───── DATASET RECORDS

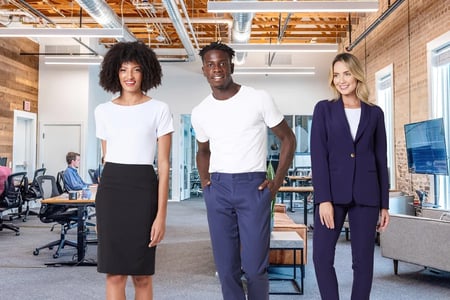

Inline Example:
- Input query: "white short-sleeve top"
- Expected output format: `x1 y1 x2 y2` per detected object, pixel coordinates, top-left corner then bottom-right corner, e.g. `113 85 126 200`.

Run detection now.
191 86 284 173
94 99 174 165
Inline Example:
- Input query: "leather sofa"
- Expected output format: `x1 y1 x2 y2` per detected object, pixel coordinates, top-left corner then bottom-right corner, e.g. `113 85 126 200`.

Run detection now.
380 208 450 274
269 204 308 265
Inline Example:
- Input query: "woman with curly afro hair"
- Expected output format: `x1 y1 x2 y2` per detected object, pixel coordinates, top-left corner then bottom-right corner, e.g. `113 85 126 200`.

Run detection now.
95 42 173 299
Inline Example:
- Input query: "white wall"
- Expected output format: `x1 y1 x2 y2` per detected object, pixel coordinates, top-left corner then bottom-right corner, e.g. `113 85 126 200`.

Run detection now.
38 49 335 199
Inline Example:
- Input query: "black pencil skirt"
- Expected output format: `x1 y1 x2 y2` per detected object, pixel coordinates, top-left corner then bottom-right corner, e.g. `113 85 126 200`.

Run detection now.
95 162 158 275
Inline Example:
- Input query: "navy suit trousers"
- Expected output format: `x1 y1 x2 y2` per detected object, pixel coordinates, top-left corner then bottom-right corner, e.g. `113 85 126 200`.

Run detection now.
203 172 271 300
313 204 380 300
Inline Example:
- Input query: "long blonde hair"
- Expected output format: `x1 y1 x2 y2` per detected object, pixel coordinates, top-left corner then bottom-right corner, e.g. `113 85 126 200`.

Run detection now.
328 52 373 105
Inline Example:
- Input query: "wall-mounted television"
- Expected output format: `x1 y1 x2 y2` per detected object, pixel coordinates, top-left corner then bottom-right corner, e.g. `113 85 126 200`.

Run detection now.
404 118 448 175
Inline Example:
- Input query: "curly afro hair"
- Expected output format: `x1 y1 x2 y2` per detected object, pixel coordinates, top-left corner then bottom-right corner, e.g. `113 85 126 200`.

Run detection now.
99 42 162 93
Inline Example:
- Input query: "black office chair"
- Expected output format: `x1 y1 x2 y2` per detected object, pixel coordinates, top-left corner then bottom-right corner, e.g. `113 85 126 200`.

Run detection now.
56 171 67 195
88 169 98 184
33 175 77 258
21 168 47 222
0 172 27 235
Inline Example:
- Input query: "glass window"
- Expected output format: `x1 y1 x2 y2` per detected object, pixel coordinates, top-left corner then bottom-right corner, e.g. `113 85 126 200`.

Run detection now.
429 40 450 209
375 65 395 189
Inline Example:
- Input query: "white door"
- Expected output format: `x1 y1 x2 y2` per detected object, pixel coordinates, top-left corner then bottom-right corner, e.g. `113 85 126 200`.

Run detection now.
11 110 36 178
39 124 82 177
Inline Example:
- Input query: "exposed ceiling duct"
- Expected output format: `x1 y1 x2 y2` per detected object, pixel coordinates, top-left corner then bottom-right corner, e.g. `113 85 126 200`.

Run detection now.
77 0 136 42
231 9 253 65
162 0 196 61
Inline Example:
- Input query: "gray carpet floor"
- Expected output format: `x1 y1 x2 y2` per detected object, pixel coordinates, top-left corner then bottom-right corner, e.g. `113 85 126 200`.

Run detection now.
0 198 450 300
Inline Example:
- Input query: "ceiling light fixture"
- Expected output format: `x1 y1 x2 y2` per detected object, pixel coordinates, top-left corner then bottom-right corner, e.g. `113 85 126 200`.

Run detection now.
207 0 378 13
229 44 338 52
234 67 316 75
0 27 123 38
44 56 103 65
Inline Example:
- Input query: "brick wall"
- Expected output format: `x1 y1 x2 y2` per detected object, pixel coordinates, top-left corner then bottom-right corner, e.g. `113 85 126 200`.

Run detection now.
340 0 450 199
0 38 39 163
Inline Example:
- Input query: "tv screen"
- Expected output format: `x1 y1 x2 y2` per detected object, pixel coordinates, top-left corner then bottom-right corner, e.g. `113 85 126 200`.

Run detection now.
404 118 448 175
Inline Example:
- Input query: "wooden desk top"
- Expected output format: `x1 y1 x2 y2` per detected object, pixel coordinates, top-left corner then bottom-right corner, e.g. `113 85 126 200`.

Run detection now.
41 186 97 205
41 194 95 205
278 186 314 193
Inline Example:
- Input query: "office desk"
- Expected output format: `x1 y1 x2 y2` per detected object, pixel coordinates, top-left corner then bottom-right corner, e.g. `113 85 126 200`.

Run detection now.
278 186 314 225
41 192 97 266
286 175 312 186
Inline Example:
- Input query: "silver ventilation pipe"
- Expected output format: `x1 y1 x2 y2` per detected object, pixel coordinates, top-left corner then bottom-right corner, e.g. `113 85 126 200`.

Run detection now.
76 0 136 42
231 7 253 65
162 0 196 61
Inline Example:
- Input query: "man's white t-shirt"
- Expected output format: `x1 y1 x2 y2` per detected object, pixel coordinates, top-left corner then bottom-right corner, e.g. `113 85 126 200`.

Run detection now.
95 99 174 165
191 86 284 173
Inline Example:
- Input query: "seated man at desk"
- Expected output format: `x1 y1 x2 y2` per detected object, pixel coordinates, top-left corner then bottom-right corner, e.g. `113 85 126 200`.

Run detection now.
64 152 89 191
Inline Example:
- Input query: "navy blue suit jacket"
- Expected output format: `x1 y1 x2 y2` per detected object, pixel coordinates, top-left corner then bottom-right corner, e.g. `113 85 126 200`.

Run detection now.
311 99 389 208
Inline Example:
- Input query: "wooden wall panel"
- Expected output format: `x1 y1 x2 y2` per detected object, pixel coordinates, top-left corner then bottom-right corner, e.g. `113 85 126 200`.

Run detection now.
0 38 39 163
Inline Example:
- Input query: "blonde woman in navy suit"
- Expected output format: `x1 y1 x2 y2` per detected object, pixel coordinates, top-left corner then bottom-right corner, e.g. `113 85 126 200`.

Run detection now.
311 53 389 300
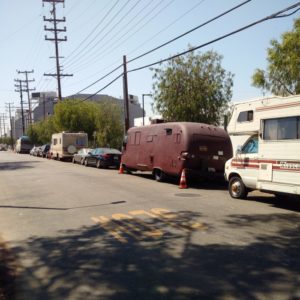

──────────

#### [REQUIREMENT]
Copy out every line of the records above word for word, leaving out the pictures.

#### [THE RESPONSE]
Inline Example:
- Input query: "white short-sleeve top"
- Expected output format: `x1 y1 x2 y2` per detected object, pixel coordinates, top-left corner then bottom-right corner, e.g. `113 85 126 200`.

Run detection now.
191 86 284 173
94 99 174 165
Inline Example:
- Input query: "leather sofa"
- Expected output format: `x1 y1 x2 y2` per detected object, pixel coordinates, top-left corner then bottom-right corner, e.g. `113 85 126 200`.

Run detection now.
380 208 450 274
269 204 308 265
Inline Example:
- Input query: "woman with curly afro hair"
- Expected output format: `x1 y1 x2 y2` per detected object, pixel coordinates, top-left corner then bottom-right corner, e.g. `113 85 126 200`.

Run detection now.
95 42 173 299
Inline Example:
- Input query: "white wall"
- Expected output format: `x1 y1 x2 y2` per detected object, pixel coordinates, top-left corner then bottom-right corner, e.g. `113 85 126 200`.

Run detection now.
38 49 335 199
Inline Example:
- Input query: "black pencil skirt"
- Expected output format: `x1 y1 x2 y2` per detected object, pixel coordinates, top-left corner then bottom-right corner, e.g. `113 85 126 200`.

Run detection now.
95 162 158 275
Inline Example:
- Input query: "navy suit trousers"
- Expected output format: `x1 y1 x2 y2` per detected object, pixel coordinates, top-left corner then bottom-right corner, e.g. `113 85 126 200`.

Run detection now.
203 172 271 300
313 204 380 300
Inline Example:
- Input query: "long blonde hair"
- Expected output format: `x1 y1 x2 y2` per detected object, pixel coordinates, top-left corner then bottom-right corner, e.g. `113 85 126 200`.

Run detection now.
328 52 373 105
Inline Example:
- Input query: "wall-mounted television"
- Expected output format: `x1 y1 x2 y2` per detected object, pixel coordinates, top-left corner then bottom-right corner, e.g. `113 85 126 200`.

Run detection now.
404 118 448 175
Inline Example:
- Input query: "curly afro hair"
- Expected output format: `x1 y1 x2 y2` per detected object, pixel coordinates, top-left corner then bottom-right corner, e.g. `113 85 126 200`.

Run detection now.
99 42 162 93
Inline Example:
- Input query: "black office chair"
- Expected output format: `x1 y1 x2 y2` per detected object, pixel coordinates, top-left corner then bottom-right corner, e.g. `113 85 126 200`.

Run detection now.
56 171 67 195
88 169 98 184
33 175 77 258
21 168 47 222
0 172 27 235
Inline Example:
- Input query: "glass window"
- Expected output format: `x1 y1 x2 y2` per detected object, pixel coordinates, top-left corner then bottom-right corner, e.g. `113 85 126 200`.

Run detection now.
429 40 450 209
375 65 395 189
Inline Example:
- Input query: "white door"
- Expected output format: `x1 y1 x2 y2` per detected object, pixel coordinates, top-left corner then bottom-right corner, e.g. `113 85 126 200`.

Run detection now.
11 110 36 178
39 124 82 177
Inline Example:
- Input query: "exposed ceiling duct"
- Expected output format: `x1 y1 x2 y2` per detected object, pixel coordinates, top-left corner then bottom-right corner, e.g. `113 85 126 200`.

Run detection now.
77 0 136 42
231 9 253 65
162 0 196 61
Inline Example:
- Input query: "gray carpet floor"
- Expected output format: `x1 y1 x2 y2` per detected object, pixel coordinates, top-left corner then bottom-right corner, e.g. `113 85 126 200`.

Run detection now.
0 198 450 300
Inline Example:
- Input query: "ceiling light fixture"
- Expected output format: `x1 y1 x2 y2` per detected object, pixel coordinates, top-left corner then bottom-right corner, e.g. `113 85 126 200`.

Run detection now.
207 0 378 13
229 44 338 52
234 67 316 75
0 27 123 38
44 56 103 65
Inline Example:
- Input query: "brick wall"
- Expected output format: `x1 y1 x2 y2` per detected object, pixel coordinates, top-left corner then bottom-right corner, e.g. `113 85 126 200`.

Run detection now.
340 0 450 199
0 38 39 163
Inline Example:
- Input query: "tv screen"
- Expected output format: `x1 y1 x2 y2` per detected object, pixel coordinates, top-left corner then bottom-right corner, e.g. `113 85 126 200`.

Run detection now.
404 118 448 175
Inline Example:
- Input query: "wooden desk top"
- Expected output format: `x1 y1 x2 y2` per detected object, pixel coordinates, top-left corner then bottom-right corner, e.g. `113 85 126 200`.

Run detection now.
41 186 97 205
41 194 95 205
278 186 314 193
Inline Example:
- Input query: "office desk"
- Expected output format: `x1 y1 x2 y2` per detected object, pixel coordinates, top-left corner then bottom-right corner, e.g. `113 85 126 200`.

Run detection now.
278 186 314 225
41 192 97 266
286 175 312 186
Inline Example:
- Input query: "silver ventilation pipe"
- Expected output format: `x1 y1 x2 y2` per detected object, pixel coordinates, top-left corner then bottom-right corner, e.g. `113 85 126 200`.

Run detection now.
76 0 136 42
231 7 253 65
162 0 196 61
Inline Example:
- Input query: "man's white t-shirt"
- Expected output format: `x1 y1 x2 y2` per detected object, pixel coordinates, top-left corner then bottom-right corner, e.g. `113 85 126 200`.

Run detection now.
95 99 174 165
191 86 284 173
Inline Example:
- Input query: "seated man at desk"
- Expected output format: `x1 y1 x2 y2` per detected object, pixel coordinates, top-left corner then bottom-right corner, e.g. `113 85 126 200`.

Run detection now.
64 152 89 191
Inline Example:
- Input query: "navy blue suit jacket"
- Expected output format: `x1 y1 x2 y2` per detected object, pixel coordinates, top-left corner then bottom-right corner, e.g. `113 85 126 200`.

Run detection now.
311 99 389 208
Inline Example:
- Input query: "wooden wall panel"
- Expected output format: `x1 y1 x2 y2` per detected object, pixel coordinates, top-left corner then bottom-right corner, e.g. `113 85 126 200`.

Run detection now.
0 38 39 163
Inline Example:
- Input query: "blonde woman in navy suit"
- Expected output format: `x1 y1 x2 y2` per detected object, pixel coordinates, top-left corner then bottom-right corner, e.g. `113 85 126 200`.

Run detection now.
311 53 389 300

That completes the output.